A non-disruptive and efficient knock-in approach allows fate tracing of resident osteoblast progenitors during repair of vertebral lesions in medaka

During bone development and repair, osteoblasts are recruited to bone deposition sites. To identify the origin of recruited osteoblasts, cell lineage tracing using Cre/loxP recombination is commonly used. However, a confounding factor is the use of transgenic Cre drivers that do not accurately recapitulate endogenous gene expression or the use of knock-in Cre drivers that alter endogenous protein activity or levels. Here, we describe a CRISPR/Cas9 homology-directed repair knock-in approach that allows efficient generation of Cre drivers controlled by the endogenous gene promoter. In addition, a selfcleaving peptide preserves the reading frame of the endogenous protein. Using this approach, we generated col10a1(p2a-CreERT2) knock-in medaka and show that tamoxifen-inducible CreERT2 efficiently recombined loxP sites in col10a1 cells. Similar knock-in efficiencies were obtained when two unrelated loci (osr1 and col2a1a) were targeted. Using live imaging, we traced the fate of col10a1 osteoblast progenitors during bone lesion repair in the medaka vertebral column. We show that col10a1 cells at neural arches represent a mobilizable cellular source for bone repair. Together, our study describes a previously unreported strategy for precise cell lineage tracing via efficient and non-disruptive knock-in of Cre.

Automated summary

This study describes a CRISPR/Cas9 homology-directed repair knock-in approach for precise cell lineage tracing via efficient and non-disruptive insertion of Cre drivers controlled by endogenous gene promoters. Using this method, the fate of col10a1 osteoblast progenitors during bone lesion repair in medaka vertebral column was traced, revealing that col10a1 cells at neural arches serve as a mobilizable cellular source for bone repair.

▶ List of tasks:
a) Answer these questions from the medaka knock-in text:
(i) Which two unrelated loci were targeted with similar knock-in efficiencies?
(ii) What preserves the reading frame of the endogenous protein?
(iii) According to the automated summary, where are the col10a1 cells that serve as a mobilizable cellular source for bone repair?
b) Reproduce the part of the medaka knock-in text that starts at "This study describes" and runs up to and including "as a mobilizable cellular source for bone repair.".

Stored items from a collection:

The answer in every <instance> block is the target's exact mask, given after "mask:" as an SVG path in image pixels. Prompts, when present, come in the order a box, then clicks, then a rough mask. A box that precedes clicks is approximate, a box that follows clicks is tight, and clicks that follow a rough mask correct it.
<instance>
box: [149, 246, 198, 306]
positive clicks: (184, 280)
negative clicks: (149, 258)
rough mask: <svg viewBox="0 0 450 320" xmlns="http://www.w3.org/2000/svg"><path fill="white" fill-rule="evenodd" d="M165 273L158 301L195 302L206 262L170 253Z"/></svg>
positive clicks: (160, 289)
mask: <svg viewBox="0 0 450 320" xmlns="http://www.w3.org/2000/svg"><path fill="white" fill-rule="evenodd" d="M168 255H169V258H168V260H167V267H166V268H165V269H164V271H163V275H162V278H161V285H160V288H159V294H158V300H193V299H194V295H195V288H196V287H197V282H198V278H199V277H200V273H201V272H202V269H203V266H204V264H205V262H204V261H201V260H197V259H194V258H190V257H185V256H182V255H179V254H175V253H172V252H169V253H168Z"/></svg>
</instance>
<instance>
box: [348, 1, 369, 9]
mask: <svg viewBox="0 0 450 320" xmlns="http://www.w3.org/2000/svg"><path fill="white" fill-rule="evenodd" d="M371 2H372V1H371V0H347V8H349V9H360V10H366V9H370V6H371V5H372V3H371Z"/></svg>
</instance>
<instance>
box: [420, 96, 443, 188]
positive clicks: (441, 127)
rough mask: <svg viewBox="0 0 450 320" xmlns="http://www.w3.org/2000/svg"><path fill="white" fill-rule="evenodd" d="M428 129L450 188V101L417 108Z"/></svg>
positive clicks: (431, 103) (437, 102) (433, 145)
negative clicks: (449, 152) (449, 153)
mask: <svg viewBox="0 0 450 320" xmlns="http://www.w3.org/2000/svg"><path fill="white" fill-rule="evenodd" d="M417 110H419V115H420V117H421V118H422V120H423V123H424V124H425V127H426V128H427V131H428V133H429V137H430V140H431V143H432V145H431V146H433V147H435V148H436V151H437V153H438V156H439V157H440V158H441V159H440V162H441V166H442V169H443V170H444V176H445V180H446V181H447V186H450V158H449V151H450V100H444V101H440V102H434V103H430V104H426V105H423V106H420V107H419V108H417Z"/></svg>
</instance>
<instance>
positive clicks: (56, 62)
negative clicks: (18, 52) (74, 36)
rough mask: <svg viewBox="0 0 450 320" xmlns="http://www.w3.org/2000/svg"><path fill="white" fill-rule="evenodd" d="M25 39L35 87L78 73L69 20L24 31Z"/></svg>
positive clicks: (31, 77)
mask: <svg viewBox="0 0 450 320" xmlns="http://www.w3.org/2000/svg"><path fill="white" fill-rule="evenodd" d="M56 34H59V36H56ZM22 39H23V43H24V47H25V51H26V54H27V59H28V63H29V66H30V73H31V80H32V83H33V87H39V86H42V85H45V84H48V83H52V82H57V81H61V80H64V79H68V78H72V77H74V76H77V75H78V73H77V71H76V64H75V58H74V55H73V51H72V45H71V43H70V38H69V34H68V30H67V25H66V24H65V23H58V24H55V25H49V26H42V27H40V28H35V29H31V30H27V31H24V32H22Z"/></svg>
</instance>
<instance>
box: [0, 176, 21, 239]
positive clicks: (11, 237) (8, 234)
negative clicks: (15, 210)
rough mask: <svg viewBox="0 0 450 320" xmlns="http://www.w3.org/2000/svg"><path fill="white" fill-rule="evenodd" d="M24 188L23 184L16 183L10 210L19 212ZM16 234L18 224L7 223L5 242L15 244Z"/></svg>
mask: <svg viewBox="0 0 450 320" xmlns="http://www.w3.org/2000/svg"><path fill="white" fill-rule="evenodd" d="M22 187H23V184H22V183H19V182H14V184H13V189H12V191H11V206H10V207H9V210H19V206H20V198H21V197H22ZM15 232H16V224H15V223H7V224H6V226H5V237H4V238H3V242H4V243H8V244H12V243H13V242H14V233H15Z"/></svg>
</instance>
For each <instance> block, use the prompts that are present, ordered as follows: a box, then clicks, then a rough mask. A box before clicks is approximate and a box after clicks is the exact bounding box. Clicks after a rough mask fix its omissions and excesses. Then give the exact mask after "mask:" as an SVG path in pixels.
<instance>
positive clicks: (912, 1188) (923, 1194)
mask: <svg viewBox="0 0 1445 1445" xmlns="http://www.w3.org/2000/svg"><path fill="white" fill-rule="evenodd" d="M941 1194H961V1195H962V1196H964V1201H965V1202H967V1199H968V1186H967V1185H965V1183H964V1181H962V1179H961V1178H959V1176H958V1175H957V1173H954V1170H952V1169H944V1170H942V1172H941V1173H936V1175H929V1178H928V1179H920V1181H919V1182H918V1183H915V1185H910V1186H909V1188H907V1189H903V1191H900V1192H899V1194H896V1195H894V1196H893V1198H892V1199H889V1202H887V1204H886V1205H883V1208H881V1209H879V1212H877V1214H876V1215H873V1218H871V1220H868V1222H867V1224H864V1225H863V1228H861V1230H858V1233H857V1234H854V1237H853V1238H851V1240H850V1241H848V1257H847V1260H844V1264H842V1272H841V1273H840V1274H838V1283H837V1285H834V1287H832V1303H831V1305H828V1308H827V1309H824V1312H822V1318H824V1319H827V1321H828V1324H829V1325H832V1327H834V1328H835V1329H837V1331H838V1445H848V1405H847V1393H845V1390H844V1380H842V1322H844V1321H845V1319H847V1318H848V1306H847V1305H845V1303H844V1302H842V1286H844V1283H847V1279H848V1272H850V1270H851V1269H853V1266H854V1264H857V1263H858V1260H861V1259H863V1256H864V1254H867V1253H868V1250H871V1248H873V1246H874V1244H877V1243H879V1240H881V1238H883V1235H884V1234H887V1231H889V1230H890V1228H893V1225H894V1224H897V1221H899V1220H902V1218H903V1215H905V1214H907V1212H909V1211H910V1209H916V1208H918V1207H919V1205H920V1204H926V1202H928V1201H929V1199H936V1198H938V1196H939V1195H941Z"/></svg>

▶ Answers given:
a)
(i) osr1 and col2a1a
(ii) A self-cleaving peptide
(iii) At neural arches

b)
This study describes a CRISPR/Cas9 homology-directed repair knock-in approach for precise cell lineage tracing via efficient and non-disruptive insertion of Cre drivers controlled by endogenous gene promoters. Using this method, the fate of col10a1 osteoblast progenitors during bone lesion repair in medaka vertebral column was traced, revealing that col10a1 cells at neural arches serve as a mobilizable cellular source for bone repair.